■ **Text passage**
────────────────────

You are viewing a plain text version of this content. The canonical link for it is here.
Posted to dev@flume.apache.org by Roshan Naik <ro...@hortonworks.com> on 2015/10/03 03:20:43 UTC

Re: New Flafka component - "kafka consumer" channel

Hari,

  Got some time to try out the 'parseAsFlumeEvent' option in the Kafka
channel. Basically I used it as a Kafka consumer.

  I am seeing about *140 MB/sec* with 1 NullSunk on a VM setup. (This was
on a VM ).
  I used 1000 byte events and Kafka broker was local.

This number is indeed promising and IMO makes Kafka channel a much more
performant alternative to KafkSource + File channel.

Have not yet tried to use KafkChannel as a producer (I.e alternative to
FC+ Kafka sink). 

I don't see a 'parseAsFlumeEvent' equivalent to enable Kafka channel to
write to Kafka without wrapping it in a FlumeEvent object.

-roshan




On 8/28/15 2:56 PM, "Roshan Naik" <ro...@hortonworks.com> wrote:

>OK that's really good to know. We won't need an additional component if it
>can function that way. Also in that case I would expect it to be quite
>fast.
>
>Will try to get some numbers next week. Glad I only spent a couple
>evenings on that prototype.
>
>-roshan
>
>
>On 8/27/15 5:56 PM, "Hari Shreedharan" <hs...@cloudera.com> wrote:
>
>>Nope. You can put anything you want, just set parseAsFlumeEvent to false
>>and the channel won't attempt to convert it into a Flume event. It just
>>stashes the whole thing into the body of the returned event.
>>
>>
>>Thanks,
>>Hari
>>
>>On Thu, Aug 27, 2015 at 5:53 PM, Roshan Naik <ro...@hortonworks.com>
>>wrote:
>>
>>> My understanding is that the Kafka channel expects "Flume Event"
>>>objects
>>> to be stored in the Kafka topic.
>>> Isn't that right ?

────────────────────

■ **Data excerpts**

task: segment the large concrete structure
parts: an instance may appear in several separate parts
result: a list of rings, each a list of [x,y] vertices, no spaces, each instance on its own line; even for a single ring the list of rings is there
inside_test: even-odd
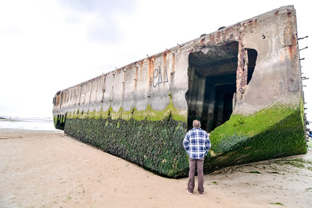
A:
[[[194,119],[213,131],[206,172],[305,153],[303,99],[286,6],[59,91],[53,116],[65,133],[179,177]]]

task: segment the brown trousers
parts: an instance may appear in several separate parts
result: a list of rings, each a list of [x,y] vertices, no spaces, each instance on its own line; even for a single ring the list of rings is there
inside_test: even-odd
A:
[[[197,176],[198,177],[198,185],[197,190],[200,194],[203,193],[203,160],[204,158],[196,160],[189,157],[190,163],[190,171],[189,172],[189,183],[188,189],[193,193],[195,188],[195,166],[197,164]]]

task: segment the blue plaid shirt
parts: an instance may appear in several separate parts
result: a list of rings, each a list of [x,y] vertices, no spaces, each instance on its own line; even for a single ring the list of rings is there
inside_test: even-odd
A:
[[[200,128],[193,128],[186,133],[183,147],[191,158],[199,159],[207,154],[211,143],[206,131]]]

────────────────────

■ **Exercise**
Pick up the Flume mailing-list thread about the Kafka channel after its final quoted line and write the continuation.

■ **Answer**
>>> -roshan
>>>
>>>
>>> On 8/27/15 5:47 PM, "Hari Shreedharan" <hs...@cloudera.com>
>>>wrote:
>>>
>>> >So one of the things that the already existing Kafka channel can do is
>>>to
>>> >run without a source. Does this outperform that as well? I have
>>>already
>>> >seen people use it this way.
>>> >
>>> >
>>> >Thanks,
>>> >Hari
>>> >
>>> >On Thu, Aug 27, 2015 at 4:11 PM, Roshan Naik <ro...@hortonworks.com>
>>> >wrote:
>>> >
>>> >> Wanted to give a heads-up on this idea I have been working on Š
>>> >>
>>> >> Using Flume as a Kafka producer or consumer has been gaining
>>>popularity
>>> >> thanks to the Flafka components that were recently introduced.
>>> >>
>>> >> For the use case of Flume as a Kafka consumer, it appears we can
>>> >>sidestep
>>> >> the compromise between Mem channel (which is fast but can lose data)
>>>and
>>> >>  File channel (which is slow but won't lose data) and get the best
>>>of
>>> >>both
>>> >> worlds.
>>> >>
>>> >> I have a prototype of this idea  for a "Kafka Consumer" channel.  It
>>>is
>>> >> designed to enable the use of Flume as a really light weight and
>>>very
>>> >>fast
>>> >> Kafka consumer without the data loss potential of mem channel.  My
>>> >> measurements indicate it easily outperforms memory channel.
>>> >>
>>> >> Additional info here  Š
>>> >> https://github.com/roshannaik/kafka-consumer-channel
>>> >>
>>> >> I think the same idea could be applied for "Kafka producer channel".
>>> >>
>>> >> -roshan
>>> >>
>>>
>>>
>
>


Re: New Flafka component - "kafka consumer" channel

Posted by Gonzalo Herreros <gh...@gmail.com>.
With this patch: https://issues.apache.org/jira/browse/FLUME-2781
I'm using a kafka channel as a regular Flume channel with a sink but in
addition any kafka client can tap into the messages without the hassle of
multiplexing.
This is very convenient to provide a Flume http interface to clients I
don't control, so they don't have to worry about updating the kafka
libraries or when it gets kerberized.

Regards,
Gonzalo
On Oct 3, 2015 2:21 AM, "Roshan Naik" <ro...@hortonworks.com> wrote:

> Hari,
>
>   Got some time to try out the 'parseAsFlumeEvent' option in the Kafka
> channel. Basically I used it as a Kafka consumer.
>
>   I am seeing about *140 MB/sec* with 1 NullSunk on a VM setup. (This was
> on a VM ).
>   I used 1000 byte events and Kafka broker was local.
>
> This number is indeed promising and IMO makes Kafka channel a much more
> performant alternative to KafkSource + File channel.
>
> Have not yet tried to use KafkChannel as a producer (I.e alternative to
> FC+ Kafka sink).
>
> I don't see a 'parseAsFlumeEvent' equivalent to enable Kafka channel to
> write to Kafka without wrapping it in a FlumeEvent object.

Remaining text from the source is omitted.